TEXT SHOWN:
Imaginary Gardens with Real Toads

Life is good. I’m happy to be 26. I recently hired my first employee, and I’m close to hiring a web designer for DepartureWorld. I’m very busy with work, with social life, with projects, and falling behind on everything– as it should be.

Briefs:

There have been some *great* parties recently! Thank you and for your hospitality and good times, and thank you everyone who came to my gatherings!
My parents helped me move Api, my turtle of 15 years, to Cambridge (he might be older than me). After the traumatic move, he’s now contently swimming around my dining room.
FYI, I’m back to locking my window. Some couch surfers stayed at my place Friday, and then used my window when they couldn’t get in touch with me Saturday. I’m glad they weren’t stuck outside, but that’s my limit.
I’m showing Waking Life this Tuesday, at 8 pm, in Random Hall’s Alice in Wonderland theatre (290 Mass Ave., Cambridge). This is an incredible philosophical film, and you should come watch it! I’ll bring popcorn and cookies.


A friend, in honest curiosity and caring, said in all the time we’d known each other, she didn’t understand me as a human (or something similar– I don’t want to put words in her mouth, it just got me thinking). In a way, I can’t disagree, and it hurts to know that all the work I’ve done on myself to have stronger emotions, to want and yearn and hurt more, to wear my heart closer to my wrist, to be my body, have done so little. My teacher in wisdom– an INTJ, like me– described it “a brain wearing a body”. Plato and Nietzsche convinced me that that wasn’t what I wanted to be.

I approach life with such a thrill that I forget about the other emotions. I almost never get angry or scared, and I haven’t cried in a decade. At the last Salon, we talked about Marvin Minsky’s The Emotion Machine, which claims that emotions are different ways of thinking, which give humans their versatility. My subconscious slapped me when I asked about it. “Duh! I put those other emotions there for your benefit, and in their way they’re as important as joy. Despair is as important as love for being fulfilled, staying healthy, and getting girls. Use it!”

In the past, I’ve tried championing emotions as hunches, then functions, then ideas in the cosmic consciousness, then gods. Now I’m letting them be the highest entities of which I can conceive: people. There’s now four of me (Happy, Angry, Sad, Scared) running around my head, jostling for control. We’re letting each have a spin. I saw the world as a sinister cesspool, each of us waiting to join its doom, and the hair rose on my neck. I saw it as a maze of rats, all looking for cheese that only made them sicker, and a knot stuck in my throat. I thought of each of my friends and what I scorned them for, and mentally punched each one, until I got to , who I could find no reason to hurt (the rest of you I punched for stupid, petty reasons, but I’ll tell you if you want). And I thought about the infinite possibility of life, the wonder of love, the beauty of ideas, and how much I adored everyone I know.

I also turned my anger on myself; in my minds eye, I sized myself up, took aim, and hit myself harder than anyone else. It felt good, like the only punch worth taking is a strong one.

In counter-balance, though, I’m pulling out on spending time pursuing lovers. I heard after my after-party that a friend-of-a-friend thought of me as “that cute queen.” Am I crazy for thinking it’s all connected? I hate making people uncomfortable, and as long as I come across as a queen or a robot, I’m better off as a friend. I don’t like the intellectual’s approach of seducing with the mind, and then using the bait to switch in the body. I’d rather find a woman who wants my body for the god that it can be, and leave my mind out of it.

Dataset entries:
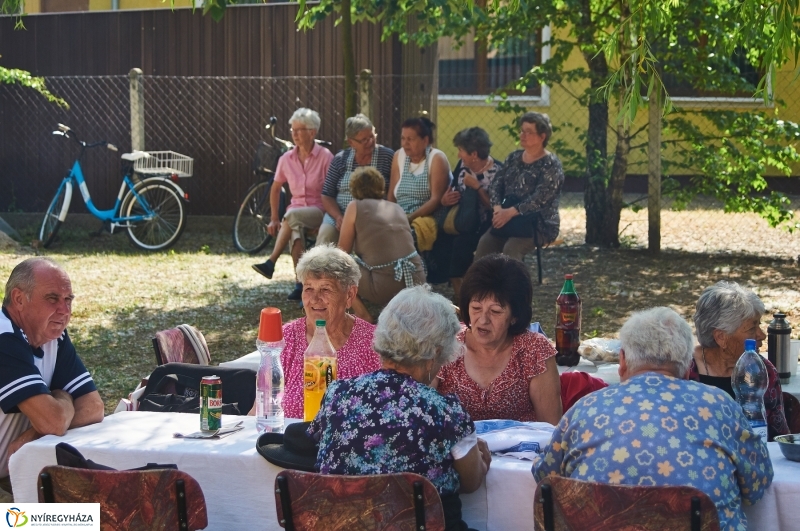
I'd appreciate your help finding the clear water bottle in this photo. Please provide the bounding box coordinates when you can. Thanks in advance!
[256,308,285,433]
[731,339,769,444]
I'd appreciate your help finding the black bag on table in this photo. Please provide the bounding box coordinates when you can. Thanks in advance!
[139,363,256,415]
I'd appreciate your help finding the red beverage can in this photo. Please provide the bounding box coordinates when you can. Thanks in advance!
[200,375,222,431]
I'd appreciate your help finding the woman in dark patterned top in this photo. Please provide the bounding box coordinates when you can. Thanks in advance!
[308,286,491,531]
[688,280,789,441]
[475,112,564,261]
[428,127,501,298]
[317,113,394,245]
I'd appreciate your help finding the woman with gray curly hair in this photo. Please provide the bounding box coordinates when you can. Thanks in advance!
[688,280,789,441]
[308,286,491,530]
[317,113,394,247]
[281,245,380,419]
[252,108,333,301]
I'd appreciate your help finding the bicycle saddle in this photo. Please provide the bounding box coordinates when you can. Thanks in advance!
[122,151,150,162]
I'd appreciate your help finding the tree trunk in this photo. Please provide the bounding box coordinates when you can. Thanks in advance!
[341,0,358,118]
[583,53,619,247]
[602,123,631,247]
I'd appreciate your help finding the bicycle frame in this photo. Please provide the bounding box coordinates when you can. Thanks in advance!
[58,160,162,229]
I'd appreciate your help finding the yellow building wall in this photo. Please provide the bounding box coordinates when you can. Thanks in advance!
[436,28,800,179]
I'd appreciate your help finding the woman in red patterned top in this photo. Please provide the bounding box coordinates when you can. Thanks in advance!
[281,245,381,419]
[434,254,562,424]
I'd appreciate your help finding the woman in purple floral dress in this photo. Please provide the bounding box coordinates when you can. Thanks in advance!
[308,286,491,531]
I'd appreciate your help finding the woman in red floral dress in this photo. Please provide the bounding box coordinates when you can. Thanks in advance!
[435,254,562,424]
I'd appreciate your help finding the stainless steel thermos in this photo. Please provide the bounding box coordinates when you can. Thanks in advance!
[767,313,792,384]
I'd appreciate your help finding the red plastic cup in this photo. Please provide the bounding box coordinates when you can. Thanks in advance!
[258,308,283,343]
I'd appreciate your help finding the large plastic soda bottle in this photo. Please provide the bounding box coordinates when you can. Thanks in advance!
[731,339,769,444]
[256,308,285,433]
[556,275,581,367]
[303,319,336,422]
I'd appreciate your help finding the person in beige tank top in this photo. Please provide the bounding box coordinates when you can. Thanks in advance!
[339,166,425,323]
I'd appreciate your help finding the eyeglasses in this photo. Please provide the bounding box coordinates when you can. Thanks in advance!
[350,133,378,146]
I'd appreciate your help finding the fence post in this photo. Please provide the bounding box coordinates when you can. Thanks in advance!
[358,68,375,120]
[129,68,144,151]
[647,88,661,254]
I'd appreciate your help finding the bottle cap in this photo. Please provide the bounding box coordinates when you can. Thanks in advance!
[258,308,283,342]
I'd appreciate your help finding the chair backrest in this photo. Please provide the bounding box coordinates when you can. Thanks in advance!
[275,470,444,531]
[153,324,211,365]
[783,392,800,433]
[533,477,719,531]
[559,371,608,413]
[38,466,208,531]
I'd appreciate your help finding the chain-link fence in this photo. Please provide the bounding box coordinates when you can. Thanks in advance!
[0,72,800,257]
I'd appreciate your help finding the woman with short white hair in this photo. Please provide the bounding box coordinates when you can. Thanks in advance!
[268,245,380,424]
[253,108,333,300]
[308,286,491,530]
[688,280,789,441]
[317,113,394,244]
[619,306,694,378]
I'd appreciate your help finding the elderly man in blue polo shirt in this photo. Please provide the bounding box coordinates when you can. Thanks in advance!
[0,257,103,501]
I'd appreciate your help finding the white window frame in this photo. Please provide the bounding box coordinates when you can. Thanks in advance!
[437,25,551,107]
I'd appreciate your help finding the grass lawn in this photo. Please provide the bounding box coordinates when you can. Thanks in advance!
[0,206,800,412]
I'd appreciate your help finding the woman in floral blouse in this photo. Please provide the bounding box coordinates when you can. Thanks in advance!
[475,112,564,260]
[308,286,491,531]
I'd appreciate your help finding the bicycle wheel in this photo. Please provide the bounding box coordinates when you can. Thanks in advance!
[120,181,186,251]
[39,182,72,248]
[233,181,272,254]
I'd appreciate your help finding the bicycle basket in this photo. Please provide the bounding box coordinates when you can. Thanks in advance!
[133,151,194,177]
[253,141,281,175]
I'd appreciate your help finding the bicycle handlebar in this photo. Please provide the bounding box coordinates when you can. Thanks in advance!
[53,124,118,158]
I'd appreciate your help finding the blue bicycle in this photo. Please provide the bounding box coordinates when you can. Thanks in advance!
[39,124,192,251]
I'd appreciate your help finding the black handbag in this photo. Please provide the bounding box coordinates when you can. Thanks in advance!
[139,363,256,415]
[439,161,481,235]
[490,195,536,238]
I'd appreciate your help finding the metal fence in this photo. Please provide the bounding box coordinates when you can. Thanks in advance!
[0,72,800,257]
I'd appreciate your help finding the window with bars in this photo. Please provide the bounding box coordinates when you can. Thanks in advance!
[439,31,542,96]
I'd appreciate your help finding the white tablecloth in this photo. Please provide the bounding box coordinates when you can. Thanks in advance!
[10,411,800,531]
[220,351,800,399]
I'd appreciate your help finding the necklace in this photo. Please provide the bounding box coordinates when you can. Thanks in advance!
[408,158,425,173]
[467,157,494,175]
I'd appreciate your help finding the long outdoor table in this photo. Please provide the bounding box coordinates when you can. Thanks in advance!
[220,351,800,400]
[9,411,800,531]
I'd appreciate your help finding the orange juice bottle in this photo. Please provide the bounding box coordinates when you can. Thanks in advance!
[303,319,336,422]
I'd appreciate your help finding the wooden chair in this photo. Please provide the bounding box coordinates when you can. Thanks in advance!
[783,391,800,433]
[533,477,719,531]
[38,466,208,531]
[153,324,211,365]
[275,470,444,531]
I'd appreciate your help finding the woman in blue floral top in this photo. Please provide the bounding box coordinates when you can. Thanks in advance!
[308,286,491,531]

YOUR TASK: Please write out, word for word, the passage of the blog post starting at "I’m showing Waking" and ending at "popcorn and cookies.". The data comes from a source other than the blog post.

YOUR SOLUTION:
I’m showing Waking Life this Tuesday, at 8 pm, in Random Hall’s Alice in Wonderland theatre (290 Mass Ave., Cambridge). This is an incredible philosophical film, and you should come watch it! I’ll bring popcorn and cookies.